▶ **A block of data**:
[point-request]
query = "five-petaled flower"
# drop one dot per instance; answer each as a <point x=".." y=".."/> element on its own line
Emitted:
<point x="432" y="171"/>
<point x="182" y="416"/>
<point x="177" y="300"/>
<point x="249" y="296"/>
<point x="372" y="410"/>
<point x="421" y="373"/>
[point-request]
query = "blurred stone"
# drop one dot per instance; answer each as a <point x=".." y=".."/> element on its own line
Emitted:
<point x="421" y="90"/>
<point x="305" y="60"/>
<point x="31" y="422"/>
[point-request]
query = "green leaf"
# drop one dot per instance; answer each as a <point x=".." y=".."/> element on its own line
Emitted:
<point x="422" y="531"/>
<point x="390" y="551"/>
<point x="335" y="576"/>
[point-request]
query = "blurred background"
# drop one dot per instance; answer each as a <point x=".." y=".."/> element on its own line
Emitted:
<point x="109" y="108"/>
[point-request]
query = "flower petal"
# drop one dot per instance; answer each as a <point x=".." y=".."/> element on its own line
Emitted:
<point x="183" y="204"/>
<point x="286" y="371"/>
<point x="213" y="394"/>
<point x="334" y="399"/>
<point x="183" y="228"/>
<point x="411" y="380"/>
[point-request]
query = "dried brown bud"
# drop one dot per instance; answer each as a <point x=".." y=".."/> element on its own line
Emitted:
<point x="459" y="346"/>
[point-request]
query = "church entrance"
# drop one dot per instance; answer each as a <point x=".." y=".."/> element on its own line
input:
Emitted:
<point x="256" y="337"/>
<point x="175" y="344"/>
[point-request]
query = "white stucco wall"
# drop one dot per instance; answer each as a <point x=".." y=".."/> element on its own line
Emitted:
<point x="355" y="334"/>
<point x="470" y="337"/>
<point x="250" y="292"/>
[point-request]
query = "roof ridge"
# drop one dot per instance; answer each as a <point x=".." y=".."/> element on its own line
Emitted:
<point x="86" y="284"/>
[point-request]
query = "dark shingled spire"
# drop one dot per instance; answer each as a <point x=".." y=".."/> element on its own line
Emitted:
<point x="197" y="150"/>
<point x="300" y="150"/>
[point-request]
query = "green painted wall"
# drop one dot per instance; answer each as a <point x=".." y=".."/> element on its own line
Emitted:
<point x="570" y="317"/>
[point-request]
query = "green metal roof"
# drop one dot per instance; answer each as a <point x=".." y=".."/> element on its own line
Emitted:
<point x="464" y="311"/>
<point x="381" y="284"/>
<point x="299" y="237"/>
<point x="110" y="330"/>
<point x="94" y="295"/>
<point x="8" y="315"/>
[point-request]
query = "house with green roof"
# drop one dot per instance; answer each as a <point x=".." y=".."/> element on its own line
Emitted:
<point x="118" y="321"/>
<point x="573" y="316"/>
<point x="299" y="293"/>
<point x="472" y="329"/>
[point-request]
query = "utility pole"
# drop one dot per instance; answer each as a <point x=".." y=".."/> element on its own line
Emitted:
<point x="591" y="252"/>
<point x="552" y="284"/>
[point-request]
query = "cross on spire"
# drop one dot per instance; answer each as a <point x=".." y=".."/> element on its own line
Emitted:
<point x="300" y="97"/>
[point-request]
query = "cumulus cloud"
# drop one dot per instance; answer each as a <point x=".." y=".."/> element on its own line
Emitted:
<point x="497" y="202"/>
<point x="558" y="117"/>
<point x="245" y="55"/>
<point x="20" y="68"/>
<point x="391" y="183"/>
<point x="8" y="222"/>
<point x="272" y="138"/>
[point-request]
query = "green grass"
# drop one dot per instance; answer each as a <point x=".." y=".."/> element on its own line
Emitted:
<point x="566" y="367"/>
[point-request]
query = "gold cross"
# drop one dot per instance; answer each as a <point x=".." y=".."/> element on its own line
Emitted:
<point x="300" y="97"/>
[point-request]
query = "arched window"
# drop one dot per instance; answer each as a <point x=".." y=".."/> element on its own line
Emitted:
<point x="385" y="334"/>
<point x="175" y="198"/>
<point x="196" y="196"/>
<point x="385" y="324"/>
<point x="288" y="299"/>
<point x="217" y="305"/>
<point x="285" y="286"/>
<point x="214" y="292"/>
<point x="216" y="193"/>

▶ **What needs to be done**: Count the lines in the items that contain the word "wall", treating case as significant, and give only that number.

▶ **Final result**: 2